** begin Text segment **

Dry milk is made by evaporating milk into a powder, which makes it shelf-stable. Milk powder was developed in the early 19th century, before the advent of refrigeration, to extend the shelf life of fresh milk, but today its uses expand beyond practicality. “It adds somewhere between a brown buttery note and a caramel note [to desserts] — almost like a dulce de leche note — while also adding extra chew,” says Tosi.

You can find milk powder in the baking aisle from brands like Carnation and Redi-Lac, or buy it in bulk online. Tosi says that whatever brand or type you use, it will be delicious. “Some milk powder is fine or some milk powder is bigger granules, but it’s going to pack the same flavor and textural punch.”

How to use milk powder 

To use milk powder in baked goods, Tosi suggests simply adding two tablespoons to any recipe, making sure to combine it with your other dry ingredients.

** end Text segment **
** begin Extracted data **

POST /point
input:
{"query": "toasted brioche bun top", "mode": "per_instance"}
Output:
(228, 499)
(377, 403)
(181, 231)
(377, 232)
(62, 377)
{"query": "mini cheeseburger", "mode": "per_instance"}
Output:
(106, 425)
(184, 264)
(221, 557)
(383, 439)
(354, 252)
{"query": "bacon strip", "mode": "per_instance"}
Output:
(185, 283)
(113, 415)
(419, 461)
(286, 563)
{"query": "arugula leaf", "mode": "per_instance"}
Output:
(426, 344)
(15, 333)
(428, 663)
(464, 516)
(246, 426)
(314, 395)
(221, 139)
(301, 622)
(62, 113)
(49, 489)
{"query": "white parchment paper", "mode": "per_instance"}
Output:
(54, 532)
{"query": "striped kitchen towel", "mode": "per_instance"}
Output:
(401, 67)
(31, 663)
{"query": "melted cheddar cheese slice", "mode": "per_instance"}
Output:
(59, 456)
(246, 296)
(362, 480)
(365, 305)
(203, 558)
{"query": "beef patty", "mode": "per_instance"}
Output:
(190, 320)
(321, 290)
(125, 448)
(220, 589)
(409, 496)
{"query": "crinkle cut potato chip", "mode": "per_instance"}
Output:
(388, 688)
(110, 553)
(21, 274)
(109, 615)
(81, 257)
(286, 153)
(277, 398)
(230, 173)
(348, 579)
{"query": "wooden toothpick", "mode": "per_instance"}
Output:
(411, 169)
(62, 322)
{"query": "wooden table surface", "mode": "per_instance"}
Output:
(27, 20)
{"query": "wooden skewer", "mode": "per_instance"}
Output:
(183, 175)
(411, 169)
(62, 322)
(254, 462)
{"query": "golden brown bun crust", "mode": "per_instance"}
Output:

** end Extracted data **

> [Exercises to complete]
- 1) Answer these questions using the milk powder text:
(a) In what period was milk powder developed?
(b) Which two brands of milk powder does the text say can be found in the baking aisle?
(c) How much milk powder does Tosi suggest adding to a recipe?
- 2) Print the portion of the milk powder text starting at "To use milk powder in" and ending at "other dry ingredients.".

> [Results of the tasks]
- 1)
(a) The early 19th century.
(b) Carnation and Redi-Lac.
(c) Two tablespoons.

- 2)
To use milk powder in baked goods, Tosi suggests simply adding two tablespoons to any recipe, making sure to combine it with your other dry ingredients.